本文抜粋:
━━━━━━━━━━

「感動的便利さ」でヒット連発~1兆円稼ぐ商品作りの秘密

日本の家庭に革命を起こしている新商品がある。今までなかったスプレータイプの食器用洗剤、「キュキュット クリア泡スプレー」だ。洗いにくいところに吹き付けるだけで強力な泡が隙間の奥まで浸透、汚れを分解してくれる。スポンジでこする必要がなく、洗い流すだけでいい。弁当箱のパッキンの溝や手の届かない水筒の奥、洗いにくかったジューサーの刃なども、驚くほど簡単に洗えるようになった。

「キュキュット クリア泡スプレー」は、去年の発売からわずか半年で420万本を売る驚異的な売れ行き。そんな便利すぎる日用品を作り続けてきたのが、月のマークの花王だ。

実は花王の商品、思っている以上にお世話になっている。洗濯用洗剤でおなじみの「アタック」、お風呂掃除に欠かせない浴室用洗剤「バスマジックリン」、さらにヘアスプレーの「ケープ」……。日本の家庭ではなんと年間40個もの花王製品を使っているという。

花王の年商は1兆4500億円。カンブリア宮殿では2007年にも花王を取り上げている。市場規模が大きく変わらない日用品の分野で、花王はこの10年で売り上げを2200億円も増やし、営業利益も倍増の勢いで伸び続けている。

花王は新たな分野でも続々とヒットを飛ばしている。例えば名古屋市にある「名古屋眼鏡」では、花王商品を福利厚生で使っていた。それが仕事の合間の休憩時間にリフレッシュスペースで利用するアイマスクのような「めぐりズム」。パソコン仕事に疲れた目の回復に欠かせないという。内側から蒸気が出て、目のまわりを気持ちよく温めてくれる。

花王社長の澤田道隆は、「めぐりズム」が花王の勝ちパターンを体現する商品だと言う。

「温熱蒸気が出る商品は、世の中にありませんから。世界初のオンリーワンを目指して、使ったお客様が驚いて感動して、『こんなものがあるのか』というのが重要なんです」

━━━━━━━━━━

位置ラベル付けの記録
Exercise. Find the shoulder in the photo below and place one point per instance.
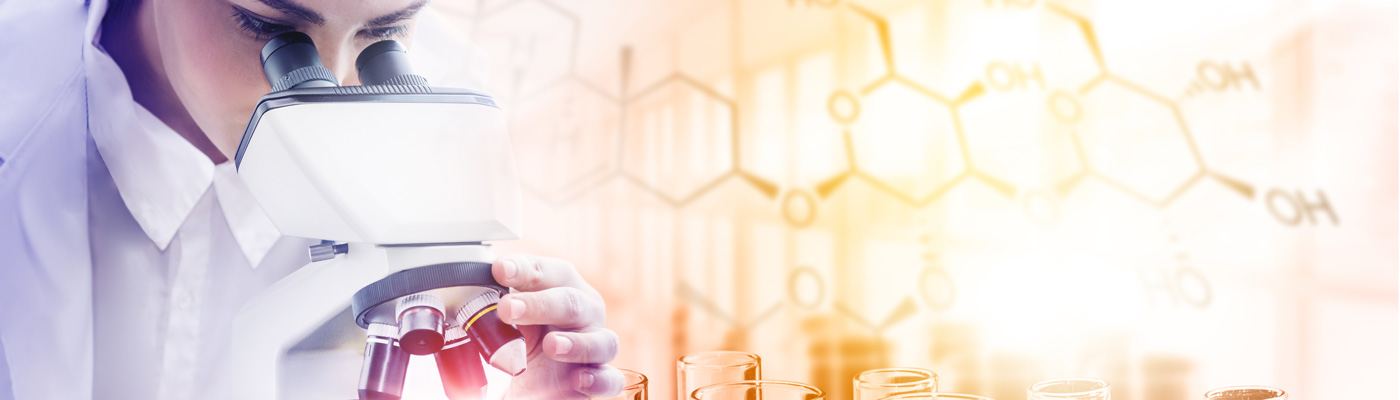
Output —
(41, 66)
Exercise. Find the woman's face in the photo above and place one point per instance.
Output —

━━━━━━━━━━

課題:
A – 記事に出てくる花王の商品名をすべて挙げる。
B – 記録の全行を一字一句変えずに繰り返す。画像は答えに含めない。

最終回答:
A – キュキュット クリア泡スプレー、アタック、バスマジックリン、ケープ、めぐりズム

B –
Exercise. Find the shoulder in the photo below and place one point per instance.
Output —
(41, 66)
Exercise. Find the woman's face in the photo above and place one point per instance.
Output —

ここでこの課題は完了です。